SUPPLIED RECORDS |
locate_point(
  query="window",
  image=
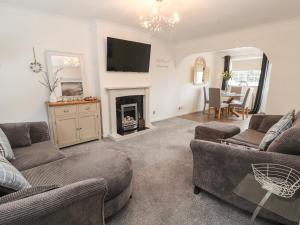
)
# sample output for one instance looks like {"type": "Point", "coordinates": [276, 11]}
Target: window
{"type": "Point", "coordinates": [251, 77]}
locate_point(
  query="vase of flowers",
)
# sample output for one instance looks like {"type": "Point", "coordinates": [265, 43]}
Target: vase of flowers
{"type": "Point", "coordinates": [51, 85]}
{"type": "Point", "coordinates": [227, 75]}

YOUR TASK | Copying should begin at the line containing "Target: window" and end at the last line of the material, with every line in between reproduced exactly.

RESULT |
Target: window
{"type": "Point", "coordinates": [251, 77]}
locate_point(
  query="vase of flowers",
)
# sample output for one instance looks like {"type": "Point", "coordinates": [265, 43]}
Target: vase of flowers
{"type": "Point", "coordinates": [51, 85]}
{"type": "Point", "coordinates": [227, 75]}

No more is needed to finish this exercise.